> Work to complete
Verbatim copy without pictures. Please print every entry as it stands.

> Records to process

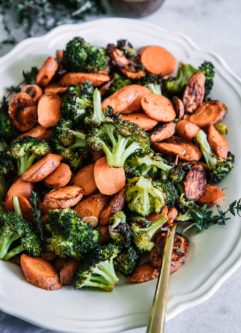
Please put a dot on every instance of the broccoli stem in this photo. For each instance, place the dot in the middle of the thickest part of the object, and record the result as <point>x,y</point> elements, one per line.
<point>209,157</point>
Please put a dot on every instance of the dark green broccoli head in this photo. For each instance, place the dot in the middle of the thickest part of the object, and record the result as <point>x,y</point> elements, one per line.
<point>7,130</point>
<point>97,271</point>
<point>126,261</point>
<point>209,71</point>
<point>151,165</point>
<point>75,102</point>
<point>80,56</point>
<point>175,86</point>
<point>127,48</point>
<point>144,196</point>
<point>68,236</point>
<point>118,140</point>
<point>26,150</point>
<point>16,236</point>
<point>119,230</point>
<point>143,232</point>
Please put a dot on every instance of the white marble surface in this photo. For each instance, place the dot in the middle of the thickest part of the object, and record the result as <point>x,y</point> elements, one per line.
<point>213,25</point>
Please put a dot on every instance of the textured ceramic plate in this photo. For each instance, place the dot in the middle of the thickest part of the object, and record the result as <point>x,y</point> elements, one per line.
<point>215,254</point>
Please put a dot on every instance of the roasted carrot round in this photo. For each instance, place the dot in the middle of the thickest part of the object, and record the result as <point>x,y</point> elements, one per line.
<point>108,180</point>
<point>85,178</point>
<point>39,272</point>
<point>158,60</point>
<point>126,99</point>
<point>59,177</point>
<point>97,79</point>
<point>42,169</point>
<point>140,119</point>
<point>49,110</point>
<point>47,72</point>
<point>158,107</point>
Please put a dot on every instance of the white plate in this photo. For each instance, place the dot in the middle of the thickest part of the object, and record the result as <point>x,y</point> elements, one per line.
<point>215,254</point>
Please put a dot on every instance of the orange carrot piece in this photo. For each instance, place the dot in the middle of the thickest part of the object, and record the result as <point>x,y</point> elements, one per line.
<point>108,180</point>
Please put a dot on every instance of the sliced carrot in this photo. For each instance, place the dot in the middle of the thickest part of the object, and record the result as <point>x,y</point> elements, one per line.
<point>116,204</point>
<point>92,206</point>
<point>49,110</point>
<point>47,72</point>
<point>55,89</point>
<point>37,132</point>
<point>39,272</point>
<point>158,107</point>
<point>163,132</point>
<point>42,169</point>
<point>218,143</point>
<point>64,197</point>
<point>140,119</point>
<point>33,90</point>
<point>85,179</point>
<point>212,195</point>
<point>67,272</point>
<point>158,60</point>
<point>209,113</point>
<point>60,177</point>
<point>186,129</point>
<point>184,149</point>
<point>143,273</point>
<point>97,79</point>
<point>108,180</point>
<point>126,99</point>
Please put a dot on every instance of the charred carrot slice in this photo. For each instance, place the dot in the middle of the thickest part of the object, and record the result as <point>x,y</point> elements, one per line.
<point>108,180</point>
<point>157,60</point>
<point>218,143</point>
<point>209,113</point>
<point>92,206</point>
<point>212,195</point>
<point>59,177</point>
<point>158,107</point>
<point>163,132</point>
<point>97,79</point>
<point>49,110</point>
<point>47,72</point>
<point>42,169</point>
<point>126,99</point>
<point>186,129</point>
<point>85,178</point>
<point>140,119</point>
<point>39,272</point>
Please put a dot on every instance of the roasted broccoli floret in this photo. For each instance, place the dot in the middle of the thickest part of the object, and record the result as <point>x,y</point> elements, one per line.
<point>209,71</point>
<point>119,81</point>
<point>174,86</point>
<point>98,270</point>
<point>6,166</point>
<point>218,168</point>
<point>118,140</point>
<point>7,130</point>
<point>67,235</point>
<point>152,82</point>
<point>148,165</point>
<point>75,102</point>
<point>26,150</point>
<point>16,236</point>
<point>127,48</point>
<point>143,231</point>
<point>69,143</point>
<point>144,196</point>
<point>81,56</point>
<point>95,116</point>
<point>126,261</point>
<point>119,230</point>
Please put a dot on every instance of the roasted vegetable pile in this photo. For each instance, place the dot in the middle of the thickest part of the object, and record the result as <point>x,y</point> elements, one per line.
<point>102,150</point>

> Response area
Please put a dot on every instance of the broccoli stem in this photo. For each instance, place the dot in the middle of the thickest part of the object, and record the result as <point>x,y</point> elements, one per line.
<point>209,157</point>
Please put a dot on every instance of the dark green broccoli head in this photo. For each instance, place the dot in the middle of the thickest part of the object, and record the result as <point>x,y</point> elements, one per line.
<point>7,130</point>
<point>97,271</point>
<point>126,261</point>
<point>209,71</point>
<point>151,165</point>
<point>75,102</point>
<point>80,56</point>
<point>175,86</point>
<point>127,48</point>
<point>144,196</point>
<point>68,236</point>
<point>118,140</point>
<point>26,150</point>
<point>16,236</point>
<point>119,230</point>
<point>143,232</point>
Please put a dot on every instance of the white marble surface in this photo. For each instance, place the dot in the middle of the thickest part of the object, and record the result as <point>x,y</point> elements, one per line.
<point>213,25</point>
Please put a dot on every instance of the textured ceramic plate in this photo. For each instance, place the dot in the middle of the thickest part of the object, and record the result as <point>x,y</point> elements, one per line.
<point>215,254</point>
Please put a dot on every instance of the roasted carrot round in this photo. For each instance, place the dot in the middle of the thickest part of the object, and record the result as <point>x,y</point> elements, one per line.
<point>108,180</point>
<point>85,178</point>
<point>39,272</point>
<point>158,60</point>
<point>126,99</point>
<point>59,177</point>
<point>97,79</point>
<point>42,169</point>
<point>140,119</point>
<point>49,110</point>
<point>47,72</point>
<point>158,107</point>
Please put a dot on every instance of the white plate in this photo. For each instance, place the dot in the middle of the thickest part of the object, and record the result as <point>x,y</point> elements, one per line.
<point>215,254</point>
Please put a dot on every instance of the orange carrot piece in this photo. For each instance, place the dot in the middle of the thickest part of the object, and record the result as <point>x,y</point> elements, one per line.
<point>108,180</point>
Please put a dot on every instance of the sliced carrot in this photo. For each instance, place the dot in the middle of the thickest part of the object, and record the result as <point>x,y</point> elements, one per line.
<point>116,204</point>
<point>92,206</point>
<point>49,110</point>
<point>47,72</point>
<point>55,89</point>
<point>37,132</point>
<point>39,272</point>
<point>158,107</point>
<point>163,132</point>
<point>42,169</point>
<point>218,143</point>
<point>64,197</point>
<point>140,119</point>
<point>33,90</point>
<point>85,179</point>
<point>212,195</point>
<point>67,272</point>
<point>158,60</point>
<point>209,113</point>
<point>60,177</point>
<point>186,129</point>
<point>184,149</point>
<point>143,273</point>
<point>97,79</point>
<point>108,180</point>
<point>126,99</point>
Please put a dot on every instance of the charred carrot slice in this photo. For each instance, place the dot in the middle of the thickest part of the object, and record the result as <point>x,y</point> elements, one per line.
<point>108,180</point>
<point>157,60</point>
<point>218,143</point>
<point>209,113</point>
<point>92,206</point>
<point>212,195</point>
<point>59,177</point>
<point>158,107</point>
<point>163,132</point>
<point>97,79</point>
<point>49,110</point>
<point>47,72</point>
<point>42,169</point>
<point>126,99</point>
<point>186,129</point>
<point>85,178</point>
<point>140,119</point>
<point>39,272</point>
Please put a dot on every instance of the roasted broccoli floret in this photo. For each instance, place the dot in the middle of the thickest part of the object, and record the result as <point>x,y</point> elements, one per line.
<point>209,71</point>
<point>119,81</point>
<point>174,86</point>
<point>98,270</point>
<point>6,166</point>
<point>218,168</point>
<point>118,140</point>
<point>7,130</point>
<point>67,235</point>
<point>152,82</point>
<point>148,165</point>
<point>75,102</point>
<point>26,150</point>
<point>16,236</point>
<point>127,48</point>
<point>143,231</point>
<point>69,143</point>
<point>144,196</point>
<point>81,56</point>
<point>95,116</point>
<point>126,261</point>
<point>119,230</point>
Please put a dot on every instance of the roasted vegetable pile in this photo. For each instance, place the dot in the middle of the thickest part of the object, and record the result as <point>x,y</point> elements, one per line.
<point>102,150</point>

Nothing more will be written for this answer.